▸ **YOUR TASKS**:
(A) In the energy R&D excerpt, what share of all R&D in the United States is done by the private sector?
(B) Extend the energy R&D excerpt from its last sentence.

---------- EXCERPT ----------

The Institute also recognizes the critical role that the private sector plays in energy R&D.  Indeed, nearly two-thirds of all R&D conducted in the United States is done by the private sector.  The R&D tax credit has been an important financial incentive for businesses to invest more in important research.  But the on-again, off-again nature of the tax credit has made R&D planning for businesses more difficult.  Therefore, we are calling on Congress to make the R&D tax credit permanent so that companies have greater certainty to plan and implement R&D programs.

New technologies and new investments cannot happen without capital.  Securing our energy future is undoubtedly tied to the degree with which we can formulate capital at an accelerated rate.  This could pose a challenge in a strong investment climate, and thus will certainly prove to be difficult in these trying economic times.  But it is critical that we generate this capital.

---------- GIVEN DATA ----------

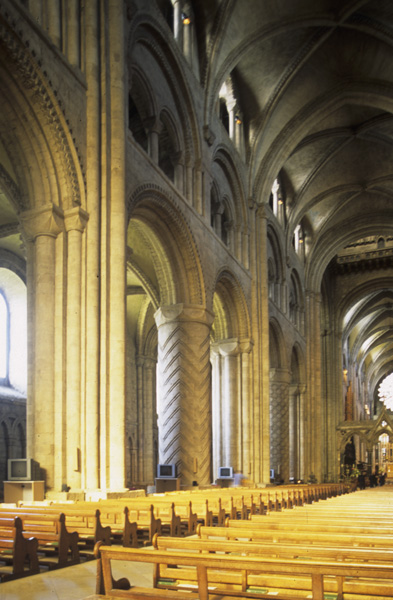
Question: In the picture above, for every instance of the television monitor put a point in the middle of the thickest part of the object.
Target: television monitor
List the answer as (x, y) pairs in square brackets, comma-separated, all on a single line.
[(23, 469), (225, 473), (166, 471)]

----------

▸ **ANSWERS GIVEN**:
(A) Nearly two-thirds.

(B)
To generate capital for energy projects, the Institute is calling for the establishment of a new Clean Energy Bank of the United States (CEBUS), a domestic entity modeled after the Overseas Private Investment Corporation and the Export-Import Bank.  CEBUS should have the authority to issue loans, loan guarantees, lines of credit, insurance, and other financial products and support the deployment of advanced energy technologies and products.  Ultimately, CEBUS could become self-sustaining by charging fees for its products and services.

Developing clean energy technology is critical, and goes hand-in-hand with the development of renewable sources of electricity.  Wind, solar, energy-from-waste, hydropower, geothermal, and biomass could all play an important role in meeting our demand for electricity, and could do so in a cost-competitive manner.

Renewable electricity, for example, already is enjoying robust growth.  Wind power is now the fastest growing source of electricity in the United States.  At the same time, renewable energy sources still only account for about nine percent of our overall electricity generation, and only about two percent if hydropower is excluded.  Here, again, is an area where greater R&D funding and support could help.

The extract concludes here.